■ Short problem
Write out the listing below line for line, with no changes.

■ Records provided
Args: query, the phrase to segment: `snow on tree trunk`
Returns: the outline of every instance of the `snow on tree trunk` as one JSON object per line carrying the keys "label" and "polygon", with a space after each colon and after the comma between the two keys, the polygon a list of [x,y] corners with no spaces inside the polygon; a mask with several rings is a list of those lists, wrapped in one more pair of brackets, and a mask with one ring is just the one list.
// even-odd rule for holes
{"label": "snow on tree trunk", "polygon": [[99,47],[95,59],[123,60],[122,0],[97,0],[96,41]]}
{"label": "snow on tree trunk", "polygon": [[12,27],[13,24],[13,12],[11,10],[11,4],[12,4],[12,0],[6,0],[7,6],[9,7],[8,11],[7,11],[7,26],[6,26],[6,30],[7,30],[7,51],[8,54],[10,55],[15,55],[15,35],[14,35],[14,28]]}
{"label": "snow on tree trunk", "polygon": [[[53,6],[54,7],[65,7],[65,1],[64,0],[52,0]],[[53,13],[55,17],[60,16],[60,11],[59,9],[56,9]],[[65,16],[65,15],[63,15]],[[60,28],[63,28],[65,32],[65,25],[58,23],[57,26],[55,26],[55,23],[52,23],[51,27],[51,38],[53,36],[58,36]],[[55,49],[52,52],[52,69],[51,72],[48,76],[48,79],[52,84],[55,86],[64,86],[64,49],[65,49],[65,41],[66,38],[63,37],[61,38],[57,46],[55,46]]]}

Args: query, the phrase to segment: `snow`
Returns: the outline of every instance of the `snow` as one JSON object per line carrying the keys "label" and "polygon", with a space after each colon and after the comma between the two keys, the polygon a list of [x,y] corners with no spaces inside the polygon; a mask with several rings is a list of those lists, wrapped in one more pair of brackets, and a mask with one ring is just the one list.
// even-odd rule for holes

■ Right answer
Args: query, the phrase to segment: `snow on tree trunk`
Returns: the outline of every instance of the `snow on tree trunk` as one JSON object per line carrying the keys "label" and "polygon", with a space after each colon and after the comma between the two keys, the polygon a list of [x,y] corners with no spaces inside the polygon; a mask with several rings is a list of those lists, wrapped in one more pair of brackets, and a mask with one ring is just the one list.
// even-odd rule for holes
{"label": "snow on tree trunk", "polygon": [[99,47],[95,59],[123,60],[122,0],[97,0],[96,41]]}
{"label": "snow on tree trunk", "polygon": [[12,27],[13,24],[13,12],[11,10],[11,4],[12,4],[12,0],[6,0],[7,6],[9,7],[8,11],[7,11],[7,26],[6,26],[6,30],[7,30],[7,51],[8,54],[10,55],[15,55],[15,35],[14,35],[14,28]]}
{"label": "snow on tree trunk", "polygon": [[[53,6],[54,7],[65,7],[65,1],[64,0],[52,0]],[[53,13],[55,17],[60,16],[60,11],[59,9],[56,9]],[[65,16],[65,15],[63,15]],[[60,28],[63,28],[65,32],[65,25],[58,23],[57,26],[55,26],[55,23],[52,23],[51,27],[51,38],[53,36],[58,36]],[[55,49],[52,52],[52,69],[51,72],[48,76],[48,79],[52,84],[55,86],[64,86],[64,49],[65,49],[65,41],[66,38],[63,37],[61,38],[57,46],[55,46]]]}

Args: query, the phrase to segment: `snow`
Returns: the outline of every instance of the `snow` as one JSON object per line carrying the keys "label" and "polygon", with a space after each colon and after the comma between the two keys, the polygon a list of [x,y] corners with no spaces inside the polygon; a mask with several rings is a list of those lists, wrapped in one more pair of brackets, and a mask with one ring is just the one list.
// even-odd rule for holes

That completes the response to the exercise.